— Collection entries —
■ ■ ■ ■ ■
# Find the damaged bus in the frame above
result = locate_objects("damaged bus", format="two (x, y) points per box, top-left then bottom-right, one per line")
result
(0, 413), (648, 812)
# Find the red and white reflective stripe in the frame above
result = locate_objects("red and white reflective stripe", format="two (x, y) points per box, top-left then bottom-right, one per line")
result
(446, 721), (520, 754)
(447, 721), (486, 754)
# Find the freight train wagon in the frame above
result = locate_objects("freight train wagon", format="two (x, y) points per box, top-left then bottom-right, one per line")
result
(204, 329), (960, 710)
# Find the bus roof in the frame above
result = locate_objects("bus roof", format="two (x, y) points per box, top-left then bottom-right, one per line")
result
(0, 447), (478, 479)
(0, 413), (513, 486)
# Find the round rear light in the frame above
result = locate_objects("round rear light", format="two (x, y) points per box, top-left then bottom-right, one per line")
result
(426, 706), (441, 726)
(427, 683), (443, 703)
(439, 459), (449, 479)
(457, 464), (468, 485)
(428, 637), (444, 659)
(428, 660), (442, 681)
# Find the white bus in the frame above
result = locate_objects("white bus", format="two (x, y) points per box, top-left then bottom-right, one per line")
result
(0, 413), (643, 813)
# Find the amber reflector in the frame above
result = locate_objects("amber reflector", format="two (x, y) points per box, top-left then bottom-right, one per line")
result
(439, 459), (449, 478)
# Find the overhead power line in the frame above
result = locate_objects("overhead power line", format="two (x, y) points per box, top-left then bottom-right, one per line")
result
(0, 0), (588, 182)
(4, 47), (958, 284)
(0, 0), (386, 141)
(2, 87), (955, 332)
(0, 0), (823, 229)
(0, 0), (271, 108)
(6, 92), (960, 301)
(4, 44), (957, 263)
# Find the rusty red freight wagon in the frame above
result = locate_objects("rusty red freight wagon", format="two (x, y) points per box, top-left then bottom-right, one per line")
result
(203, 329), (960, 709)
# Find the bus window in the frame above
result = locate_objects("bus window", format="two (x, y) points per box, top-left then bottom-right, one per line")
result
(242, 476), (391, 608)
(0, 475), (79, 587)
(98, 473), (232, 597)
■ ■ ■ ■ ■
— Exercise prompt —
Print the entries again so that each one matches exactly.

— Answer box —
# Find the damaged bus in the frame above
result = locate_objects("damaged bus", format="two (x, y) points per box, top-left then bottom-right, one per line")
result
(0, 413), (648, 812)
# Find the red and white reflective stripe in the frame above
result = locate_objects("red and white reflective stripe", format="two (x, y) points per box, top-left then bottom-right, one per line")
result
(446, 721), (520, 754)
(447, 721), (486, 754)
# Find the freight train wagon in the frame above
result = locate_objects("freight train wagon", format="two (x, y) points per box, top-left then bottom-right, one per line")
result
(204, 329), (960, 710)
# Find the bus roof in the frame above
result = locate_objects("bus roof", format="two (x, y) points per box, top-left then bottom-right, one per line")
result
(0, 447), (478, 479)
(0, 413), (513, 486)
# Find the round rear light in the frame above
result = locate_objects("round rear light", format="two (x, y) points per box, top-left then bottom-right, one per line")
result
(426, 706), (441, 726)
(427, 683), (443, 703)
(439, 459), (449, 479)
(457, 464), (468, 485)
(428, 637), (444, 659)
(428, 660), (442, 681)
# Find the white bus in the frame above
result = locate_objects("white bus", format="two (x, y) points per box, top-left then bottom-right, one per line")
result
(0, 413), (643, 813)
# Find the amber reflector in the frame above
result = locate_objects("amber reflector", format="two (x, y) points per box, top-left then bottom-right, one per line")
result
(439, 459), (449, 478)
# Find the overhead power line in the frame above
result = locate_objects("overhead power line", format="two (x, y) points per box, top-left then bottom-right, one per line")
result
(0, 0), (588, 182)
(4, 47), (958, 284)
(0, 0), (386, 141)
(2, 87), (955, 332)
(0, 0), (823, 229)
(0, 0), (271, 108)
(6, 92), (960, 301)
(4, 44), (957, 263)
# Find the rusty red freight wagon in the frame above
result = locate_objects("rusty red freight wagon", format="two (x, y) points per box, top-left then bottom-right, one per line")
result
(203, 329), (960, 709)
# Find the bus window in the frame above
result = locate_objects("bus window", format="two (x, y) points per box, top-left then bottom-right, one per line")
result
(242, 476), (391, 608)
(0, 475), (79, 587)
(98, 473), (232, 597)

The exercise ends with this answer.